Start

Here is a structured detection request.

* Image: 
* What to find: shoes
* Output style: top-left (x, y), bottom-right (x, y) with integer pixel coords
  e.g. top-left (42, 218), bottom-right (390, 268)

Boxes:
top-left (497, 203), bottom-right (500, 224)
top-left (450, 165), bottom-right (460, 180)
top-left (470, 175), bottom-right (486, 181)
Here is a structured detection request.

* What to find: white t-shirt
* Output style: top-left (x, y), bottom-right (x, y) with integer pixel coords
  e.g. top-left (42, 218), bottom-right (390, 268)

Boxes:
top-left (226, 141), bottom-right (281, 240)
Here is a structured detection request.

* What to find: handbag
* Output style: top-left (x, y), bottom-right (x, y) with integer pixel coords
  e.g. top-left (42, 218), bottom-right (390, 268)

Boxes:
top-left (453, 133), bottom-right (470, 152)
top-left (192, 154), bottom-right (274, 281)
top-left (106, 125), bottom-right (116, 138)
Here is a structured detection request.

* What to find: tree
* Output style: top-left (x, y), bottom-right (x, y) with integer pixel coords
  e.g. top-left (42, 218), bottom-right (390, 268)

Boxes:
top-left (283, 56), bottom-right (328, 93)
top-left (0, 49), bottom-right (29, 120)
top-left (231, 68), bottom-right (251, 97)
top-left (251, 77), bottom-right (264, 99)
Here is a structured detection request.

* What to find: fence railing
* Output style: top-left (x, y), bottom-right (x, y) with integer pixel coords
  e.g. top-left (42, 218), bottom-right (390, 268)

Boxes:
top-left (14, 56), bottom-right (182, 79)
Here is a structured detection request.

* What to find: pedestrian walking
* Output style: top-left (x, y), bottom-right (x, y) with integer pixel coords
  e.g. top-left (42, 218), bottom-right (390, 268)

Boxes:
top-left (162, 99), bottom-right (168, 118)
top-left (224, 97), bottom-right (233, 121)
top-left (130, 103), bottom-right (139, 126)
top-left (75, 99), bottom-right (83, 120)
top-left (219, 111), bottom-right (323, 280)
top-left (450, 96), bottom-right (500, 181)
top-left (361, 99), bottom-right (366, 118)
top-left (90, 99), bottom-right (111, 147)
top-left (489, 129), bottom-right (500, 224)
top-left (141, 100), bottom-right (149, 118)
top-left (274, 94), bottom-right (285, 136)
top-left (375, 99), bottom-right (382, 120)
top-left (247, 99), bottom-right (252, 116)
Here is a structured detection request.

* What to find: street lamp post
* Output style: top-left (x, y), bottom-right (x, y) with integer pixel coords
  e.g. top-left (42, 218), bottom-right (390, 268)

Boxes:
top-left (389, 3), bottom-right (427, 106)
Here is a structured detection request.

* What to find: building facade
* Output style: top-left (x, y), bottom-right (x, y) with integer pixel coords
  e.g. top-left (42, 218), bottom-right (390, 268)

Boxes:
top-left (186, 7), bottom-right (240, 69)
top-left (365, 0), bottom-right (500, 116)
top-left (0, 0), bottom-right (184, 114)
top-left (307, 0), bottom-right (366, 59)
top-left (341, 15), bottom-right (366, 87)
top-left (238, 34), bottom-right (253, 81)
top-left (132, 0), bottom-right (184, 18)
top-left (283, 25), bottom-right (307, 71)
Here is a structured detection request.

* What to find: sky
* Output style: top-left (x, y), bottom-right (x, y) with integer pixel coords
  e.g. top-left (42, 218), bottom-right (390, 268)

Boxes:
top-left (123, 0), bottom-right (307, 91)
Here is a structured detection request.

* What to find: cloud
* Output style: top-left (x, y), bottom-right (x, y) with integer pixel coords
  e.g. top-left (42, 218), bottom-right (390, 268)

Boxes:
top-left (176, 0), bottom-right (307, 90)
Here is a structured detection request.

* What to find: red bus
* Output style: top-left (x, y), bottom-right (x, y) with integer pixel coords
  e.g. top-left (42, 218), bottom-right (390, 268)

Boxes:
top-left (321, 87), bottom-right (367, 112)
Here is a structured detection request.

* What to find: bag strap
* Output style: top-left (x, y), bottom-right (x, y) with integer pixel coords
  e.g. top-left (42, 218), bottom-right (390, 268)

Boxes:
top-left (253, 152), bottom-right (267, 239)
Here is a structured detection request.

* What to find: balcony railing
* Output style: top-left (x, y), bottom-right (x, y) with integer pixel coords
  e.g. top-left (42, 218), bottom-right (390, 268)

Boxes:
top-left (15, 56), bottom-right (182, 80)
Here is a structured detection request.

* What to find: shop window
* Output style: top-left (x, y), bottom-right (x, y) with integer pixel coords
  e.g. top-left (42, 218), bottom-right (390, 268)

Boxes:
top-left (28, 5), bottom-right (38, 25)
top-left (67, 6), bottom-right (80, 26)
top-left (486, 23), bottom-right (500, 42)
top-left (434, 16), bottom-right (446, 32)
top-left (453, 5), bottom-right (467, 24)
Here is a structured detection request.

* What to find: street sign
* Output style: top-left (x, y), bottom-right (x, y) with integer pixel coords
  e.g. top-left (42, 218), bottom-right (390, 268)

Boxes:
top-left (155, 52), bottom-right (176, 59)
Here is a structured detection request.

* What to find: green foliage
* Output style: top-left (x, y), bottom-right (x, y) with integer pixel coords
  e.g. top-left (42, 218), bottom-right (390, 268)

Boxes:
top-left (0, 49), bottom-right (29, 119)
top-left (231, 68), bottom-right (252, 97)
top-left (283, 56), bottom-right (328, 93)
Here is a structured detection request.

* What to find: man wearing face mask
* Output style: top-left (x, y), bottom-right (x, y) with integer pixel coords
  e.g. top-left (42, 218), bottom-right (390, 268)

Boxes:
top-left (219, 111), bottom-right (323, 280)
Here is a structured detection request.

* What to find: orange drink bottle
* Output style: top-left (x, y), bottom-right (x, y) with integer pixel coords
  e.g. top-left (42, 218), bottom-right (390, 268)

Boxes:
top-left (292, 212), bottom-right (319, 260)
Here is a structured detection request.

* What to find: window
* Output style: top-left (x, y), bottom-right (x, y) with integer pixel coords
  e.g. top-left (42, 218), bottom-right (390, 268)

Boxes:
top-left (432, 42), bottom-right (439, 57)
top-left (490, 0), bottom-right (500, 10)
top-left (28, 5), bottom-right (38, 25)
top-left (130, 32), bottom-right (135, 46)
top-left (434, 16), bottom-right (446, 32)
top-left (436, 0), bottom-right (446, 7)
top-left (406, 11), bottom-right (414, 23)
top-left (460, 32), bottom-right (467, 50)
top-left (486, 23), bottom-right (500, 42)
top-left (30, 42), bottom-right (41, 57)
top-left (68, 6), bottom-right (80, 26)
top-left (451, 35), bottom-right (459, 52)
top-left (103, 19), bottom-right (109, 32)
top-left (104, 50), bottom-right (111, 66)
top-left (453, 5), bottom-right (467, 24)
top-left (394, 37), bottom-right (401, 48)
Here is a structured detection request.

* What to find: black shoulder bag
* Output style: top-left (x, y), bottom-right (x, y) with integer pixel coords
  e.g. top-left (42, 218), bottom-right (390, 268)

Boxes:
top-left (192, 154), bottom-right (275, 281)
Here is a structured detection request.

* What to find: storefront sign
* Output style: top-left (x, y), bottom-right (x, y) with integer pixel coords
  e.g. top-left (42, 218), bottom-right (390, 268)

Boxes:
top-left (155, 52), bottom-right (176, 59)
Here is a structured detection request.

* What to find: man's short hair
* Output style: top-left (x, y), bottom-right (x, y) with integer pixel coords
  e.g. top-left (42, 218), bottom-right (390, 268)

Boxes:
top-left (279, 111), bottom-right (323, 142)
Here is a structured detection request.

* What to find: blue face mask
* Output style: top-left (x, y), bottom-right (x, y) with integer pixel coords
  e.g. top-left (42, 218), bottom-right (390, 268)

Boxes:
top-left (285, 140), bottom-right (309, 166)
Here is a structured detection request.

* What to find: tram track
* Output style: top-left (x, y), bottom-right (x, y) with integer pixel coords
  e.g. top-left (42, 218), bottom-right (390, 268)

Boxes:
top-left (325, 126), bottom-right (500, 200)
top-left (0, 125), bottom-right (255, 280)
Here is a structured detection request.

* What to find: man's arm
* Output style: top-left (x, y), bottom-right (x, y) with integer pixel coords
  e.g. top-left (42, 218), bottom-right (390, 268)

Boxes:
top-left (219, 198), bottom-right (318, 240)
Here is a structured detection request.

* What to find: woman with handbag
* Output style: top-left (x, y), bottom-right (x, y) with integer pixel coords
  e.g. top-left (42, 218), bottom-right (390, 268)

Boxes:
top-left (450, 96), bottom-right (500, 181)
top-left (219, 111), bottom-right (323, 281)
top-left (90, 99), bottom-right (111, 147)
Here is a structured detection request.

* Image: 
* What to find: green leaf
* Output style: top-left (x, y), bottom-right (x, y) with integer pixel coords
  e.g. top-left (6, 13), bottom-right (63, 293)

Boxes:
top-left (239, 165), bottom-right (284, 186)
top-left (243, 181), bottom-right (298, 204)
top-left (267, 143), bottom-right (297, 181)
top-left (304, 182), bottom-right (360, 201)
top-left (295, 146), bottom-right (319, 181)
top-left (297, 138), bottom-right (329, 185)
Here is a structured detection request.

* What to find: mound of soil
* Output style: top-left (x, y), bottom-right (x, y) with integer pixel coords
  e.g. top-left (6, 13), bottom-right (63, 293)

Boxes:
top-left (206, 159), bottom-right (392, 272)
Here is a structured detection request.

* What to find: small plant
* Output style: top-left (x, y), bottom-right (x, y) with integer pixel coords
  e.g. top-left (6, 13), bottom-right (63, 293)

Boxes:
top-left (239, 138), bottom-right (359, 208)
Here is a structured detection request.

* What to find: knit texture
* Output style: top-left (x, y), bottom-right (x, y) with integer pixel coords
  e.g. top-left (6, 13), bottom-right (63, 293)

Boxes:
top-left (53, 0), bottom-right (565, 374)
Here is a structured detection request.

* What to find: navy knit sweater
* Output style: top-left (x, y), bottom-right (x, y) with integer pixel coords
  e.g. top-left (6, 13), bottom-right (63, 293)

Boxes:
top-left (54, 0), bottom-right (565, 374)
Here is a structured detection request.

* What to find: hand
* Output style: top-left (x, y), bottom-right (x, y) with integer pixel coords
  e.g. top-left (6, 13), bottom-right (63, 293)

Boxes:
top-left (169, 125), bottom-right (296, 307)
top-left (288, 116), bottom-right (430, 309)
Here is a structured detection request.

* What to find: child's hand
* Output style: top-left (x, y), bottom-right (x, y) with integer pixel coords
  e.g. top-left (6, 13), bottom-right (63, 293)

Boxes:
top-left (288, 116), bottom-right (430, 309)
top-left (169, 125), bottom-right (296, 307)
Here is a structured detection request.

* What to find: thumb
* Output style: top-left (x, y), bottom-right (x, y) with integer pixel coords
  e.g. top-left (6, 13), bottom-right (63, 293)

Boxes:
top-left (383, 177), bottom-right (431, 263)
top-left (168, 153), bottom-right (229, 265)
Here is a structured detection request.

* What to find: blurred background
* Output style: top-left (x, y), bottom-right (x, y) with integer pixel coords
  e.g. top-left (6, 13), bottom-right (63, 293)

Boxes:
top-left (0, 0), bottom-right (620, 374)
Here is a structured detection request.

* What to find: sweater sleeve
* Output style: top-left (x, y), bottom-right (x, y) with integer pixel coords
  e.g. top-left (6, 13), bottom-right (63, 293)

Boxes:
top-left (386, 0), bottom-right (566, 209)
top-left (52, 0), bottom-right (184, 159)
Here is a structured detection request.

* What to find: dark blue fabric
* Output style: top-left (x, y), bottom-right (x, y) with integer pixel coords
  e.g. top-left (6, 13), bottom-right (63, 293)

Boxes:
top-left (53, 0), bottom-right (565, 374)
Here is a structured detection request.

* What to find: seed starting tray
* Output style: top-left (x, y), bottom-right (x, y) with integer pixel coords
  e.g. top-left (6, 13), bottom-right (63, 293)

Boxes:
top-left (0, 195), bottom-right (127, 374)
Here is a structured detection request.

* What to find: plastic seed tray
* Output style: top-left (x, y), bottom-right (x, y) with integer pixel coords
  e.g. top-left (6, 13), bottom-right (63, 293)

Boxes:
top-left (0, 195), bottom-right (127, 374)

End

### [Short problem]
Render everything from the start of the items down to and including the line with "top-left (226, 141), bottom-right (281, 240)" as a Markdown table with the columns Row and Line, leaving out blank lines.

### [Solution for this problem]
| Row | Line |
|---|---|
| 1 | Here is a structured detection request. |
| 2 | * Image:  |
| 3 | * What to find: shoes |
| 4 | * Output style: top-left (x, y), bottom-right (x, y) with integer pixel coords |
| 5 |   e.g. top-left (42, 218), bottom-right (390, 268) |
| 6 | Boxes: |
| 7 | top-left (497, 203), bottom-right (500, 224) |
| 8 | top-left (450, 165), bottom-right (460, 180) |
| 9 | top-left (470, 175), bottom-right (486, 181) |
| 10 | Here is a structured detection request. |
| 11 | * What to find: white t-shirt |
| 12 | * Output style: top-left (x, y), bottom-right (x, y) with integer pixel coords |
| 13 |   e.g. top-left (42, 218), bottom-right (390, 268) |
| 14 | Boxes: |
| 15 | top-left (226, 141), bottom-right (281, 240) |